[Begin]

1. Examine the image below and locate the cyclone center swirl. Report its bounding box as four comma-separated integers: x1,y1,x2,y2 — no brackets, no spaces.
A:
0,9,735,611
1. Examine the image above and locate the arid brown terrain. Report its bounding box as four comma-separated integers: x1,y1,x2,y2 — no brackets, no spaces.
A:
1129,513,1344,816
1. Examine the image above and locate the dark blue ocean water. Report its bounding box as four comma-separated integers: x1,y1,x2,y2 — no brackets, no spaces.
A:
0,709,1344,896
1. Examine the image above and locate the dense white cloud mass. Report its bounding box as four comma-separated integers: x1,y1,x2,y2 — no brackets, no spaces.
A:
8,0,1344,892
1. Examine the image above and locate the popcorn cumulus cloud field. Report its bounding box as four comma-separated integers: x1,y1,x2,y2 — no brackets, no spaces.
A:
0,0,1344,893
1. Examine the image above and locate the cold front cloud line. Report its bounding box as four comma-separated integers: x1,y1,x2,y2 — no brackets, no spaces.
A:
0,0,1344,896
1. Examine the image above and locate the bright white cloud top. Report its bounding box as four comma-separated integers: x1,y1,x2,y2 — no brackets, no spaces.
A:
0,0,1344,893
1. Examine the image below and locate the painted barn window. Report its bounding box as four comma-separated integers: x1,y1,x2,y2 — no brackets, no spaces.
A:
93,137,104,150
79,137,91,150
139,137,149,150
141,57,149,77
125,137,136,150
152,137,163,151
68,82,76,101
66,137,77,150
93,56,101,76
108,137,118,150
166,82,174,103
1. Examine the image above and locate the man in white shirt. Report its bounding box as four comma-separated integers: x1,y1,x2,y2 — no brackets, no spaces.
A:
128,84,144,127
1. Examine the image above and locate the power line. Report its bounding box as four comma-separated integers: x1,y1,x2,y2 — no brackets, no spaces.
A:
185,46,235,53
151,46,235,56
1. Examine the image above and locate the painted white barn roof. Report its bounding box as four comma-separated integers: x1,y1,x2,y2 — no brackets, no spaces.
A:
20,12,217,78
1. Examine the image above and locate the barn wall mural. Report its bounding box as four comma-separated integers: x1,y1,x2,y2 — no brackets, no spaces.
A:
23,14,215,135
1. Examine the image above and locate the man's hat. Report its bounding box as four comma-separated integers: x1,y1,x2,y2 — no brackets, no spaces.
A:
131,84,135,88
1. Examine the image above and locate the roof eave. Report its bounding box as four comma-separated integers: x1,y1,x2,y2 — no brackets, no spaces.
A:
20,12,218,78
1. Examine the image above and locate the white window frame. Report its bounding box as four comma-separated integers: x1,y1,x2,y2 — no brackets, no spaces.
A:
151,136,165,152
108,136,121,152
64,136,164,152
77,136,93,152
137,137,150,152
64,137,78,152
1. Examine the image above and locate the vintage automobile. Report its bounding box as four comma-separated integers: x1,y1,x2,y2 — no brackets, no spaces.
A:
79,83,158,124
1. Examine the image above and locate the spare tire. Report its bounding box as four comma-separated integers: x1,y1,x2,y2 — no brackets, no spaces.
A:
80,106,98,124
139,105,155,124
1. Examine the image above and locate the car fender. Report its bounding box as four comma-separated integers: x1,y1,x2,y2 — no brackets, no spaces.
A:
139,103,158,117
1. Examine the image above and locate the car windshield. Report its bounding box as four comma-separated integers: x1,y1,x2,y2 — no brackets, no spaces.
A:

[End]

--- TASK DIRECTIONS ---
Can you put every one of the lines above into a JSON list of strings, one string per line, with blank lines left out?

--- ANSWER BELOW ---
[
  "1. Examine the image below and locate the cyclone center swirl. Report its bounding box as four comma-separated integers: x1,y1,x2,y2 — no brackets, no spaces.",
  "A:",
  "0,9,735,611",
  "1. Examine the image above and locate the arid brown terrain. Report its bounding box as four comma-separated integers: x1,y1,x2,y2 — no brackets, no spaces.",
  "A:",
  "1129,513,1344,816",
  "1. Examine the image above and locate the dark blue ocean water. Report its bounding box as four comma-separated integers: x1,y1,x2,y2 — no brackets, no spaces.",
  "A:",
  "0,709,1344,896",
  "1. Examine the image above and locate the dense white cloud mass. Report its bounding box as four comma-separated integers: x1,y1,x2,y2 — no brackets, no spaces.",
  "A:",
  "8,0,1344,892",
  "1. Examine the image above and locate the popcorn cumulus cloud field. Report its bounding box as four comma-separated integers: x1,y1,x2,y2 — no brackets, no spaces.",
  "A:",
  "0,0,1344,893",
  "1. Examine the image above and locate the cold front cloud line. Report its bounding box as four comma-separated integers: x1,y1,x2,y2 — no brackets, no spaces.",
  "A:",
  "0,0,1344,896",
  "1. Examine the image above and locate the bright white cloud top. Report its bounding box as four comma-separated integers: x1,y1,x2,y2 — no brackets, no spaces.",
  "A:",
  "0,0,1344,893",
  "1. Examine the image below and locate the painted barn window. Report its bounding box as four comma-separated integers: x1,y1,x2,y2 — no brackets, no spaces.",
  "A:",
  "93,137,104,150",
  "79,137,91,150",
  "139,137,149,150",
  "141,57,149,77",
  "125,137,136,150",
  "152,137,163,151",
  "68,82,76,101",
  "66,137,77,150",
  "93,56,101,76",
  "108,137,118,150",
  "166,82,174,103",
  "1. Examine the image above and locate the man in white shirt. Report its bounding box as four comma-separated integers: x1,y1,x2,y2 — no brackets, no spaces.",
  "A:",
  "128,84,144,127",
  "1. Examine the image above and locate the power line. Report its bounding box as four comma-separated integers: x1,y1,x2,y2 — no brackets, no spaces.",
  "A:",
  "185,46,235,53",
  "151,46,235,56",
  "1. Examine the image above and locate the painted white barn roof. Report its bounding box as four comma-separated integers: x1,y1,x2,y2 — no brackets, no spaces.",
  "A:",
  "20,12,217,78",
  "1. Examine the image above and locate the barn wall mural. Report its bounding box as four comma-separated integers: x1,y1,x2,y2 — no brackets, no spaces.",
  "A:",
  "23,14,215,135",
  "1. Examine the image above and locate the man's hat. Report its bounding box as four comma-separated integers: x1,y1,x2,y2 — no brackets, no spaces.",
  "A:",
  "131,84,135,88",
  "1. Examine the image above and locate the roof eave. Report its bounding box as four comma-separated integers: x1,y1,x2,y2 — no brackets, no spaces.",
  "A:",
  "20,12,218,78",
  "1. Examine the image above and locate the white window frame. Report its bounding box as four comma-separated integers: x1,y1,x2,y2 — no brackets, no spaces.",
  "A:",
  "151,136,165,152",
  "108,136,121,152",
  "64,136,164,152",
  "77,136,93,152",
  "137,137,150,152",
  "64,137,78,152",
  "1. Examine the image above and locate the vintage automobile. Report its bounding box as four comma-separated integers: x1,y1,x2,y2 — no brackets, no spaces.",
  "A:",
  "79,83,158,124",
  "1. Examine the image above and locate the spare tire. Report its bounding box as four comma-separated integers: x1,y1,x2,y2 — no brackets, no spaces.",
  "A:",
  "80,106,98,124",
  "139,105,155,124",
  "1. Examine the image above and locate the car fender. Report its bounding box as four comma-separated integers: x1,y1,x2,y2 — no brackets, no spaces.",
  "A:",
  "139,103,158,117",
  "1. Examine the image above and locate the car windshield. Report its bounding box as four comma-separated integers: x1,y1,x2,y2 — no brackets, no spaces.",
  "A:"
]